#### Source material ####

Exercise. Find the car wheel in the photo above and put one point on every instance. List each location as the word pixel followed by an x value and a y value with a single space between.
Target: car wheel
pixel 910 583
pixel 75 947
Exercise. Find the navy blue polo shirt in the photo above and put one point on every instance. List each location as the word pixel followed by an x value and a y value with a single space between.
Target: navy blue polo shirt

####
#### Source material ####

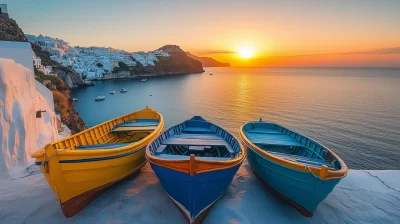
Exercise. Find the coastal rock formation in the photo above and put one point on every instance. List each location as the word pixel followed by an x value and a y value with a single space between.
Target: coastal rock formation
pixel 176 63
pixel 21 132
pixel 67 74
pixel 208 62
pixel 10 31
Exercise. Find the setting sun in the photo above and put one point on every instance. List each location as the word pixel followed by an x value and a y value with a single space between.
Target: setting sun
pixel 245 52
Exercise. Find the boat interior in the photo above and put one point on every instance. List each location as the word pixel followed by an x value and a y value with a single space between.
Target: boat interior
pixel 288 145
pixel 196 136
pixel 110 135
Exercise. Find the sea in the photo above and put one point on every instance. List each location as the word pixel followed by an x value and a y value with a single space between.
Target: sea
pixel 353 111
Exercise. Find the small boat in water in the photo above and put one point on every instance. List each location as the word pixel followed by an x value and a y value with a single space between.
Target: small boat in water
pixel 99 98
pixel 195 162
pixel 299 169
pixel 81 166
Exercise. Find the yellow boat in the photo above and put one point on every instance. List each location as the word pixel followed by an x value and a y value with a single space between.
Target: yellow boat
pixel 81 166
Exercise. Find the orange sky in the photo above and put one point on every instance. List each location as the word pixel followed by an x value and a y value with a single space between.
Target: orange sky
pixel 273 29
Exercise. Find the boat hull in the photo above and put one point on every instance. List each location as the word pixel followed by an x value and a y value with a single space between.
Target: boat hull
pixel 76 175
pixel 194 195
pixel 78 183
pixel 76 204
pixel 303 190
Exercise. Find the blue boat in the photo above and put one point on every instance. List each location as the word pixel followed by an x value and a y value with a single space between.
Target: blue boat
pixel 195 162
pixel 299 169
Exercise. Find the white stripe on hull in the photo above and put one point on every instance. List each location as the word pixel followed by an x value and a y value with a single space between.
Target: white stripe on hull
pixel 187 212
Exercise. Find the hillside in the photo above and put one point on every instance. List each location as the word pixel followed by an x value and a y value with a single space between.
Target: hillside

####

=== What to work on ===
Exactly how many lines of the listing above contain the string "shirt"? Give no more than the number.

=== Exercise answer ===
2